[Material provided Boundary: Start]

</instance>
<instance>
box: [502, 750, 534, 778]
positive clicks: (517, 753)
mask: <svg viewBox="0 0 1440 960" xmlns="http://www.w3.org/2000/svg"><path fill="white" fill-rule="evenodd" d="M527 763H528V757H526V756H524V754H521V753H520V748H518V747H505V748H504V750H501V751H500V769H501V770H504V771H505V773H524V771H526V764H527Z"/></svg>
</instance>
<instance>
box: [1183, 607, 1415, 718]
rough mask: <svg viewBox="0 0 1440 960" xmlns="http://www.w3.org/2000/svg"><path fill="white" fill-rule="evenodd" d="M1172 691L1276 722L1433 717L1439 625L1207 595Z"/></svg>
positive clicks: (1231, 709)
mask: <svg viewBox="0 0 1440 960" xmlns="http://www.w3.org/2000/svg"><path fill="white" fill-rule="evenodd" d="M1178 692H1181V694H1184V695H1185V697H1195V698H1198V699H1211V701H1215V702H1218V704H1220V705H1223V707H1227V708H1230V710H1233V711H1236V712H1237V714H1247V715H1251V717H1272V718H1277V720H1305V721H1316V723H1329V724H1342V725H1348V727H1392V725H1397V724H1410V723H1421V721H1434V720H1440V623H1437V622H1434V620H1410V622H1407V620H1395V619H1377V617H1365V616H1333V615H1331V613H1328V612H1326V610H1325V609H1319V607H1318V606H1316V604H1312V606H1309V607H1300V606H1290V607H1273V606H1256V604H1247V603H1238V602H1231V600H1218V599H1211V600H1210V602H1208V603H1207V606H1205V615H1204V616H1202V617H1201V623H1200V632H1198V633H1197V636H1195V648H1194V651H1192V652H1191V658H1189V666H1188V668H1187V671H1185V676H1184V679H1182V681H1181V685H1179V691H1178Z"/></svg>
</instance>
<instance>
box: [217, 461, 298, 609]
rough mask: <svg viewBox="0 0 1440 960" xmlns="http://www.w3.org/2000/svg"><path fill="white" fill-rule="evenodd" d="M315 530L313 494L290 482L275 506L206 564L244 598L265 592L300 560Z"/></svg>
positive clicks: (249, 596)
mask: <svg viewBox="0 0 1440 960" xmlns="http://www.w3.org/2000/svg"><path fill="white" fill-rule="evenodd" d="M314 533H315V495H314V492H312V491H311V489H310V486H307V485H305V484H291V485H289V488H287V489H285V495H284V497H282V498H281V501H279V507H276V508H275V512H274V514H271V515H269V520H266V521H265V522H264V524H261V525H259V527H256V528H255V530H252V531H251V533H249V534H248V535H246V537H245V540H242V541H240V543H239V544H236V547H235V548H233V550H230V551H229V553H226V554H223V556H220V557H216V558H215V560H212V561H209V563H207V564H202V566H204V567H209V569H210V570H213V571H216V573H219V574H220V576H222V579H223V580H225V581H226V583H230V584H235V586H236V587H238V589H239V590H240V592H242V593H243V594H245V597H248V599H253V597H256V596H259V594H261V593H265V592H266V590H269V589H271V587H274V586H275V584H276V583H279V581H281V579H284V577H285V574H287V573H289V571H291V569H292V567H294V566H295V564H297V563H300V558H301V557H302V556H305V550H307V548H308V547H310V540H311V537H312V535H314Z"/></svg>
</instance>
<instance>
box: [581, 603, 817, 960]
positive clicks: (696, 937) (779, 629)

[Material provided Boundary: End]

→ What is needed:
Every entry must be set down again exactly as it reads.

→ Exercise result:
</instance>
<instance>
box: [502, 750, 534, 778]
positive clicks: (517, 753)
mask: <svg viewBox="0 0 1440 960" xmlns="http://www.w3.org/2000/svg"><path fill="white" fill-rule="evenodd" d="M527 763H528V757H526V756H524V754H521V753H520V748H518V747H505V748H504V750H501V751H500V769H501V770H504V771H505V773H524V771H526V764H527Z"/></svg>
</instance>
<instance>
box: [1183, 607, 1415, 718]
rough mask: <svg viewBox="0 0 1440 960" xmlns="http://www.w3.org/2000/svg"><path fill="white" fill-rule="evenodd" d="M1172 691L1276 722L1433 717L1439 625L1207 595Z"/></svg>
positive clicks: (1231, 709)
mask: <svg viewBox="0 0 1440 960" xmlns="http://www.w3.org/2000/svg"><path fill="white" fill-rule="evenodd" d="M1178 692H1181V694H1184V695H1185V697H1195V698H1198V699H1211V701H1215V702H1218V704H1220V705H1223V707H1227V708H1230V710H1233V711H1236V712H1237V714H1247V715H1251V717H1272V718H1277V720H1305V721H1316V723H1329V724H1342V725H1348V727H1392V725H1397V724H1410V723H1421V721H1434V720H1440V623H1437V622H1434V620H1410V622H1407V620H1395V619H1377V617H1365V616H1333V615H1331V613H1328V612H1326V610H1325V609H1319V607H1318V606H1316V604H1312V606H1309V607H1300V606H1290V607H1273V606H1256V604H1247V603H1238V602H1231V600H1218V599H1211V600H1210V602H1208V603H1207V606H1205V615H1204V616H1202V617H1201V623H1200V632H1198V633H1197V636H1195V648H1194V651H1192V652H1191V658H1189V666H1188V668H1187V671H1185V676H1184V679H1182V681H1181V685H1179V691H1178Z"/></svg>
</instance>
<instance>
box: [217, 461, 298, 609]
rough mask: <svg viewBox="0 0 1440 960" xmlns="http://www.w3.org/2000/svg"><path fill="white" fill-rule="evenodd" d="M315 530L313 494L290 482L275 506L206 564L244 598L265 592L300 560Z"/></svg>
positive clicks: (249, 596)
mask: <svg viewBox="0 0 1440 960" xmlns="http://www.w3.org/2000/svg"><path fill="white" fill-rule="evenodd" d="M314 533H315V495H314V492H312V491H311V489H310V486H307V485H305V484H291V485H289V488H287V489H285V495H284V497H282V498H281V501H279V507H276V508H275V512H274V514H271V515H269V520H266V521H265V522H264V524H261V525H259V527H256V528H255V530H252V531H251V533H249V534H248V535H246V537H245V540H242V541H240V543H239V544H236V547H235V548H233V550H230V551H229V553H226V554H223V556H220V557H216V558H215V560H212V561H209V563H207V564H202V566H204V567H209V569H210V570H213V571H216V573H219V574H220V576H222V579H223V580H225V581H226V583H230V584H235V586H236V587H238V589H239V590H240V592H242V593H243V594H245V597H248V599H253V597H256V596H259V594H261V593H265V592H266V590H269V589H271V587H274V586H275V584H276V583H279V581H281V579H284V577H285V574H287V573H289V571H291V569H292V567H294V566H295V564H297V563H300V558H301V557H302V556H305V550H307V548H308V547H310V540H311V537H312V535H314Z"/></svg>
</instance>
<instance>
box: [581, 603, 817, 960]
positive clicks: (696, 937) (779, 629)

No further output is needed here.